#### Documento:

============

O VELHO CHALÉ DE JOSÉ DE FREITAS (CONCLUSÃO)
Por Elmar Carvalho Em: 22/05/2012, às 03H26
ELMAR CARVALHO
Algumas vezes íamos até o cimo do morro, onde ficava o Cristo Redentor, hoje infestado de antenas, que lhe empanam a beleza; outras vezes, nos dirigíamos até a madona, ou N. S. do Livramento, a segurar o menino Jesus, bela obra do escultor Murilo Couto, que projetou a belíssima Praça Landri Sales, em Teresina, e esculpiu outras estátuas. Não sabia que o morro tinha nome. Parece que hoje o denominam de Morro do Fidié. Prefiro chamá-lo de Morro do Livramento, numa evocação ao nome antigo da cidade e em memória das lutas libertárias dos piauienses.
Nas proximidades do chalé, ficava a casa do falecido senhor Firmo. Não sei o fundo de verdade na história que se contava, mas ouvira falar que esse homem cometera uma façanha um tanto homérica, e portanto digna de ser narrada. Segundo essa versão tradicional, ele assumira um compromisso com a Casa Almendra de lhe entregar, certo dia, algumas sacas de produtos agrícolas. Morava esse homem numa localidade distante, não me recordo se em Nova Olinda. Acordou cedo, ainda noite escura, e foi à procura dos jegues para cumprir o trato. Por algum capricho desses caprichosos animais, Firmo não os encontrou no pasto, onde eles costumavam pernoitar.
Tendo esse rurícola muito orgulho em cumprir suas promessas, e sendo um homem novo e robusto na época, não teve dúvida: pegava uma das sacas e levava até um ponto distante, depois retornava para pegar as outras; desse ponto, as pegava, uma por uma, e as conduzia até outro local mais adiante, até, enfim, deixá-las na porta da Casa Almendra, ainda cedo da manhã. Diz a lenda que o coronel José de Freitas, ao ver o caboclo, o cumprimentou, e, observador, perguntou pelos animais que haviam conduzido os produtos.

============

#### Dados registrados:

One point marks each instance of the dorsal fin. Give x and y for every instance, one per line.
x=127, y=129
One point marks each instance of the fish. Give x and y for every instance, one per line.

============

#### Objetivo proposto:
Copie fielmente o trecho da crônica sobre o velho chalé, começando em "Por Elmar Carvalho" e seguindo até "libertárias dos piauienses.". Baseie-se somente na crônica sobre o velho chalé.

#### Resultado final:
Por Elmar Carvalho Em: 22/05/2012, às 03H26
ELMAR CARVALHO
Algumas vezes íamos até o cimo do morro, onde ficava o Cristo Redentor, hoje infestado de antenas, que lhe empanam a beleza; outras vezes, nos dirigíamos até a madona, ou N. S. do Livramento, a segurar o menino Jesus, bela obra do escultor Murilo Couto, que projetou a belíssima Praça Landri Sales, em Teresina, e esculpiu outras estátuas. Não sabia que o morro tinha nome. Parece que hoje o denominam de Morro do Fidié. Prefiro chamá-lo de Morro do Livramento, numa evocação ao nome antigo da cidade e em memória das lutas libertárias dos piauienses.